— What the task requires —
For every line in the material below that holds "tree", report the line.

— Given entries —

..........

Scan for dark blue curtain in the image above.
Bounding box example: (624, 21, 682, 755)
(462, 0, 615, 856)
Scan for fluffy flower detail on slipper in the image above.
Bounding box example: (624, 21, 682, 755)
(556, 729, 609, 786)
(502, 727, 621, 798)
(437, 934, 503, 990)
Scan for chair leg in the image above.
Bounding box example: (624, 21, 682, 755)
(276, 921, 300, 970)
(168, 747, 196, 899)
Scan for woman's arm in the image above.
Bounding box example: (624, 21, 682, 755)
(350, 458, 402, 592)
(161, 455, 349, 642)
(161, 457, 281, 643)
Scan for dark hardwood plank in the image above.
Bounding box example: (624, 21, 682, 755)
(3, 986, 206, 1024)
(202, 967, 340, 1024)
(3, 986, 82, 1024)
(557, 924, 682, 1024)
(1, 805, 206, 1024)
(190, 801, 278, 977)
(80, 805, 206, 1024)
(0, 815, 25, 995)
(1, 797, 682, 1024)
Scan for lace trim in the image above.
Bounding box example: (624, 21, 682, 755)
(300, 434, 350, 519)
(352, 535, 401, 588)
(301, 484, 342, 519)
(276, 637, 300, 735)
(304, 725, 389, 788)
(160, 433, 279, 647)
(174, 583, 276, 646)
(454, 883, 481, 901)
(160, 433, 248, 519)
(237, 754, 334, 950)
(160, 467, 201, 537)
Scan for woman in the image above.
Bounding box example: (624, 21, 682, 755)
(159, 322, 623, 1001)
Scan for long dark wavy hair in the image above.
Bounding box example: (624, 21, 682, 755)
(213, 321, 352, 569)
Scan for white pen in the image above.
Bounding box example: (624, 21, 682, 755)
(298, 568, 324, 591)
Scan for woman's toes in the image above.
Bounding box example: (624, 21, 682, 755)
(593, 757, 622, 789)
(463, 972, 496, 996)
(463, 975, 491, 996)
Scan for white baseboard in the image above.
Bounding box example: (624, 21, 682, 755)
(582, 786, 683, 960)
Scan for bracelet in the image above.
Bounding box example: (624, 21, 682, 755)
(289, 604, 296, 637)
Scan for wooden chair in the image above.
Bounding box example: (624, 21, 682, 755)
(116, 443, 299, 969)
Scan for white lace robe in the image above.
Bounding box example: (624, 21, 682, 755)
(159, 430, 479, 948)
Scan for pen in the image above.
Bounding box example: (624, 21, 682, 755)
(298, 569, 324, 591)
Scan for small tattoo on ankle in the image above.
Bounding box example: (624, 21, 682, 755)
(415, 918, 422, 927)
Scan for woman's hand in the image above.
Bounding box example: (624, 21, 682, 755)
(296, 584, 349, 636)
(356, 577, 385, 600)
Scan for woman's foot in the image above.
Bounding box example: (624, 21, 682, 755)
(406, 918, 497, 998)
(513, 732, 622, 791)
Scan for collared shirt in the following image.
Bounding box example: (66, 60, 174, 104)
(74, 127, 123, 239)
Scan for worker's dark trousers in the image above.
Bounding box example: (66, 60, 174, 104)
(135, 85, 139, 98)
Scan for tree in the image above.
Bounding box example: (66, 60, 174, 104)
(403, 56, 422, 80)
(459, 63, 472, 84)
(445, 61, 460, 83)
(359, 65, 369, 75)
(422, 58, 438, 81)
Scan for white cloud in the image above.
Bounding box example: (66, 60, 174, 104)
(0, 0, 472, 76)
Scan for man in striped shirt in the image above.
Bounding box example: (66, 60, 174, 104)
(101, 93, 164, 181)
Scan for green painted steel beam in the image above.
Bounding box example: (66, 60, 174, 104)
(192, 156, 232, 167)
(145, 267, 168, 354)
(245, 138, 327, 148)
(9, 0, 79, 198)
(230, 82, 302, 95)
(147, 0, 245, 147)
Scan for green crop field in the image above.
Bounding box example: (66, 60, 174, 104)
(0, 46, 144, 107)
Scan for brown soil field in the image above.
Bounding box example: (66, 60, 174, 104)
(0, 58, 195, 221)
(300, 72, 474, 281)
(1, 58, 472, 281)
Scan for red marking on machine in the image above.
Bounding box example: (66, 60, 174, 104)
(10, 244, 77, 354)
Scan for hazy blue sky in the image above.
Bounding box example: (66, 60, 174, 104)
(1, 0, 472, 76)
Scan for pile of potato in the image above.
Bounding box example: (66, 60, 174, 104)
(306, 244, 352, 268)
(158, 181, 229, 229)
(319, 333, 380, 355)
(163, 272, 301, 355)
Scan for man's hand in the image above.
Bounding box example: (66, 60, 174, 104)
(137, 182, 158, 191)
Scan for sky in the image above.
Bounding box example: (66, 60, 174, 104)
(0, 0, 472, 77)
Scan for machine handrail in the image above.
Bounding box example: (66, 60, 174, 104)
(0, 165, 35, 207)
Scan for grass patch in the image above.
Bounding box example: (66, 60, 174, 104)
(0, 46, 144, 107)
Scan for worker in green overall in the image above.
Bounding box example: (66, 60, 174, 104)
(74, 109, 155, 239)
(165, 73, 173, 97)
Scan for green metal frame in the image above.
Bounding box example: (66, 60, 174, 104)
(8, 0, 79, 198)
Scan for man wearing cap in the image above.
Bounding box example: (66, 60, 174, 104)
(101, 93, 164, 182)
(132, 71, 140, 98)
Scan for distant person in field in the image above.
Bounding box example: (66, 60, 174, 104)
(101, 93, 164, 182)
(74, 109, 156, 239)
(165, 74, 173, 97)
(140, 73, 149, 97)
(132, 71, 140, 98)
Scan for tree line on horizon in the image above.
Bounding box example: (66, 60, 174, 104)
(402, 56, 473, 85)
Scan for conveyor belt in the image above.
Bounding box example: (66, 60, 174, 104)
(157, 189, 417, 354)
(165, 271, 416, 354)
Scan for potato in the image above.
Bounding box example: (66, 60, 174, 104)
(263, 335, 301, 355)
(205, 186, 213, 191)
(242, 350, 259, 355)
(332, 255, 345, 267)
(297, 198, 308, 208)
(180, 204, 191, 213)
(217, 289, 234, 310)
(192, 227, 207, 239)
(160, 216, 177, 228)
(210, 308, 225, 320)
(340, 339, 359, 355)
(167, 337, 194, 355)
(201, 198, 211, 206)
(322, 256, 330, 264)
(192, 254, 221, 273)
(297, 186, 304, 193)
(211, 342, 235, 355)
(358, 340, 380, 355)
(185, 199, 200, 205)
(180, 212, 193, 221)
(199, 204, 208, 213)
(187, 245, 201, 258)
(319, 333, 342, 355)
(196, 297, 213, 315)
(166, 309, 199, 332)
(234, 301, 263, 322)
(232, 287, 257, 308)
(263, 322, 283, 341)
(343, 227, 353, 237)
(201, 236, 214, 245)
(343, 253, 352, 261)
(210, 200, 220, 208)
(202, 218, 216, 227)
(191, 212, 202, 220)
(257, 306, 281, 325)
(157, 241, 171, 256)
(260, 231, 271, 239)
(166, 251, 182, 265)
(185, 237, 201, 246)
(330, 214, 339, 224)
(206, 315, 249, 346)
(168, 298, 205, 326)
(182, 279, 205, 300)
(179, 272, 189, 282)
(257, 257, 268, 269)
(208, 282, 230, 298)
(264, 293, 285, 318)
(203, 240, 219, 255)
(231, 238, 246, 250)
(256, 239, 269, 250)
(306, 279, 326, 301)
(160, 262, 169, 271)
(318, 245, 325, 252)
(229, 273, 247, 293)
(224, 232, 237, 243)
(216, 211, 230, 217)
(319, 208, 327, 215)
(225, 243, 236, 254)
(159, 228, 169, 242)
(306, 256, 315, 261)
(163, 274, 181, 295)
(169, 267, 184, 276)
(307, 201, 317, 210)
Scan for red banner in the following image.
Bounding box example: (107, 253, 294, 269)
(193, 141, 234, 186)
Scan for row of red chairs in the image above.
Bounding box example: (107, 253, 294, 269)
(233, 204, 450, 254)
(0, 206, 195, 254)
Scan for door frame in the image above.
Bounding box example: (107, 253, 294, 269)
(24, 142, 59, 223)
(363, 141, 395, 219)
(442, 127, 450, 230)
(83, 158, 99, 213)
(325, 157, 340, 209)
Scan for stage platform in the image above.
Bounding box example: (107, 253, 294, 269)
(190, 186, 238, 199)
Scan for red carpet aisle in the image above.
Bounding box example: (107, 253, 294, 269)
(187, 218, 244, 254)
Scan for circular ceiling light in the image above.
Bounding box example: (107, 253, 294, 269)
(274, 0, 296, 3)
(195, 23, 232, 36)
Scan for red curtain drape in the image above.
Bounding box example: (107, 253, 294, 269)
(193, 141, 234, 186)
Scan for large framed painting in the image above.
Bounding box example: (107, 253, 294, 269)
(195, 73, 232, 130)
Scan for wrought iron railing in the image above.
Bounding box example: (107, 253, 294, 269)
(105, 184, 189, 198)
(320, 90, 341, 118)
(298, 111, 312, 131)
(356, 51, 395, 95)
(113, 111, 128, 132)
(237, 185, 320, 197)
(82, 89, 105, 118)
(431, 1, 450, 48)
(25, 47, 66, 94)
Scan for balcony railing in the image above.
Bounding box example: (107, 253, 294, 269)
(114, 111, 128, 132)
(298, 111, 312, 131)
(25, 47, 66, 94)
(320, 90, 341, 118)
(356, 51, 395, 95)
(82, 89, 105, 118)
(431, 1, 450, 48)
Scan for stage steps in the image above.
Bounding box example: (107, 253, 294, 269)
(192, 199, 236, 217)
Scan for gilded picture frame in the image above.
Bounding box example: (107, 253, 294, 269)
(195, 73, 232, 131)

..........

— Reply —
Scan for tree in the image above.
Scan for tree line on horizon in the image above.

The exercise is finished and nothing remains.